EXERCISE SET:
A. From the playwright interview, pull out the passage from "I realized that I" to "theater-makers you admire?" word for word.
B. Condense the paragraph of the playwright interview that begins "Yeah, let me try to recall" into a short bulleted list that keeps its main facts.

SOURCE:
Hometown: New York, New York
This week is our final installment of our series of interviews with the eight winners of the 2011 Young Playwrights Inc. National Playwriting Competition. While previous interviews had been conducted over the phone, I had an opportunity for a face-to-face interview with Hayley Tyler Chin, a New York City native who had just come home for semester break. She is also an alum of Young Playwrights Inc.’s Advanced Playwriting Workshop, a free after school program for promising writers of high school age in the NYC area, so like Zachary Weaver, my first interview, Hayley and I already know each other. We chatted over tea about her winning play, Jenna’s Birthday, and her other writing endeavors.
When was the last time we saw each other, Hayley?
Probably January 2011—I visited once when I was home for winter break, and I met Nicole [Lorenzetti, Young Playwrights Inc. Education Manager].
Little did we know that that would be the last time you visited THAT incarnation of the office.
When I found out [about the fire], I was like, “Yeah, that’s where I spent two years of my life.”
That’s right, you participated in the Advanced Playwriting Workshop twice. Is there an experience that you have had as a writer that has defined or changed you?
I think I realized something about writing this semester as I was writing a Snow White adaptation. I realized that most of my conflicts in my plays aren’t really over concrete things; there is always sort of a philosophical question there.
So the Snow White adaptation because you were using a conflict that you didn’t create yourself—that you weren’t building from scratch—showed you that.
I realized that I have always been building on an idea. Jenna’s Birthday is about being incomplete and her disorder is just a physical manifestation of that… and Snow White is all about the consequences of beauty, just in a very concrete, dramatic, and saddening way.
It seems that this is often your entry point into writing. Jenna’s Birthday might not exist if it weren’t for this philosophical question you had about completeness and incompleteness. Are there any playwrights or theater-makers you admire?
Sure. Gina Gionfriddo, who wrote Becky Shaw, possibly one of the best plays I have seen in my life. Every line is like a firecracker, and the dialogue isn’t necessarily naturalistic; it is like reality, but slightly altered, which is nice. And the conflicts are…naked, I guess. Chris Durang is a big favorite of mine. I think I get my courage to be quirky from him. I think I am probably only 20 percent, ten percent as wacky as he is, but I love him for it… And then there is David Lindsay-Abaire—he is able to be very sentimental and very funny and very sad, all at the same time, and there are definitely parts of Jenna’s Birthday that are inspired by pieces of his work… Kimberly Akimbo, which I didn’t read until after I had written my play, and Fuddy Meers… and even Wonder of the World are probably all very helpful in thinking about Jenna. He is very, very good at these complicated female protagonists who are complicated not in the cliché falling all over themselves sort of way.
Do you remember what you said to me when I called you to let you know you won the competition?
I said, “I am finally the bride!”
Because you had submitted before…
Yeah, let me try to recall: so Write A Play! [the local NYC competition] the first time, I won. Write A Play! the second time I think I was a finalist. I have been a finalist for The Blank [another young playwrights competition run by The Blank Theater in California] twice. This competition [The Young Playwrights Inc. National Playwriting Competition] I have also been a finalist. So this was my fourth entry into a national playwriting competition of some kind. And it was my last year of eligibility—so you can print that: I was finally the bride!
That really struck me when you said that because all of these entries showed that you were tenacious about it, you know, you were getting recognition—you were finalist, finalist, bridesmaid, bridesmaid, and then finally: now is your time.

SUPPLIED MATERIAL:
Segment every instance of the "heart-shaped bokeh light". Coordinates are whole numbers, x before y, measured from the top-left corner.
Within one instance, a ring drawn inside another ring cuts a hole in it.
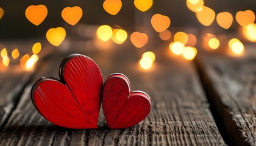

RESPONSE LIST:
A.
I realized that I have always been building on an idea. Jenna’s Birthday is about being incomplete and her disorder is just a physical manifestation of that… and Snow White is all about the consequences of beauty, just in a very concrete, dramatic, and saddening way.
It seems that this is often your entry point into writing. Jenna’s Birthday might not exist if it weren’t for this philosophical question you had about completeness and incompleteness. Are there any playwrights or theater-makers you admire?

B.
- Write A Play! (the local NYC competition): won the first time; probably a finalist the second time.
- The Blank (a young playwrights competition run by The Blank Theater in California): finalist twice.
- Young Playwrights Inc. National Playwriting Competition: a finalist before.
- The win came on a fourth entry into a national playwriting competition, in the last year of eligibility: "I was finally the bride!"